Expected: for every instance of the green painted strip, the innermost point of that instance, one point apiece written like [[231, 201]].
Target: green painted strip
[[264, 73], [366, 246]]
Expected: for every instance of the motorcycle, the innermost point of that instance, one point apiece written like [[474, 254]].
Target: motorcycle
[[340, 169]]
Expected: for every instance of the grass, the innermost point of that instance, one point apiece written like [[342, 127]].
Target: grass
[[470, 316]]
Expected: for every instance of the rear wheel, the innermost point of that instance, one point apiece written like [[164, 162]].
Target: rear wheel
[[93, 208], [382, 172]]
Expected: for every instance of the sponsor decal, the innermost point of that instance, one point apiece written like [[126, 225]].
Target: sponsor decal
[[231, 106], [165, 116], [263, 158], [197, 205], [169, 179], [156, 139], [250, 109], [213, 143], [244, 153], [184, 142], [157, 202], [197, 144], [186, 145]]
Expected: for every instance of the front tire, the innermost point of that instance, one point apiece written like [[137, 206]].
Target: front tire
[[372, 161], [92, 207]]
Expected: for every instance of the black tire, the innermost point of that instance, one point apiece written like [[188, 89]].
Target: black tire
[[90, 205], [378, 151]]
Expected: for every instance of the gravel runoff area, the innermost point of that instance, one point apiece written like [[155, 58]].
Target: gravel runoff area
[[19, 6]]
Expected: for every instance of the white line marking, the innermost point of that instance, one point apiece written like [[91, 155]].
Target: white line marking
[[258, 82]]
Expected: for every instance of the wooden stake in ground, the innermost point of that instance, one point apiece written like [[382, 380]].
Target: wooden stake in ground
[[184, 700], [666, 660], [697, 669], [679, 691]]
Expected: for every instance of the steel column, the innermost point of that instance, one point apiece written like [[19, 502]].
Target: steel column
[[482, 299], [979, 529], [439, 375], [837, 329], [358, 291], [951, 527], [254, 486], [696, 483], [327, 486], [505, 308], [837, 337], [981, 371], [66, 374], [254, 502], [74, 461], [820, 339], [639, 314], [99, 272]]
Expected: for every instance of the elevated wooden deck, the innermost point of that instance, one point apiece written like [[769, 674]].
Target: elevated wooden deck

- _EXERCISE DESCRIPTION_: Copy every line of the material above verbatim, with no changes.

- _TASK OUTPUT_:
Expected: for every instance of the green painted strip, the innermost point of that instance, one point apiece written like [[231, 201]].
Target: green painted strip
[[264, 73], [366, 246]]
Expected: for every instance of the motorcycle, the innermost point of that instance, one point apiece written like [[474, 254]].
Target: motorcycle
[[340, 169]]
Expected: for every instance of the grass, the innermost point of that instance, one point apiece written like [[342, 127]].
Target: grass
[[470, 316]]
Expected: for every instance of the rear wheel, the innermost point of that instance, one point apiece written like [[164, 162]].
Target: rear wheel
[[93, 208], [382, 172]]
Expected: for every instance of the sponsor decal, the innermost point of that instance, one point apiece written like [[126, 225]].
Target: sponsor decal
[[231, 106], [165, 116], [263, 158], [197, 205], [169, 179], [156, 139], [250, 109], [213, 143], [244, 153], [184, 142], [157, 202], [197, 144], [186, 145]]
Expected: for every instance of the front tire, the innermost point of that instance, one point apiece written like [[137, 206]].
Target: front tire
[[372, 161], [92, 207]]
Expected: for every instance of the black tire, the innermost point of that instance, one point apiece written like [[188, 89]].
Target: black tire
[[90, 205], [378, 151]]
Expected: for every instance of the gravel runoff area, the innermost point of that instance, one point apiece written like [[155, 58]].
Target: gravel runoff area
[[19, 6]]
Expected: for every instance of the white line marking, the innermost point of that instance, one point apiece written like [[91, 155]].
Target: white line marking
[[258, 82]]
Expected: for every instance of the wooden stake in ground, the innermost point of that instance, one point apiece written like [[382, 380]].
Target: wooden stake in ground
[[184, 700], [666, 660], [697, 669], [679, 691]]
Expected: for every instance of the steel column, the innermost point of that instance, one point apiece written like [[19, 502]].
Target: steel column
[[482, 299], [979, 529], [439, 375], [837, 329], [358, 291], [951, 527], [254, 486], [696, 483], [327, 486], [505, 308], [837, 337], [981, 371], [66, 374], [254, 502], [74, 461], [820, 339], [639, 314], [99, 272]]
Expected: for every instance of the elevated wooden deck, the innermost point of that instance, one point apiece written like [[769, 674]].
Target: elevated wooden deck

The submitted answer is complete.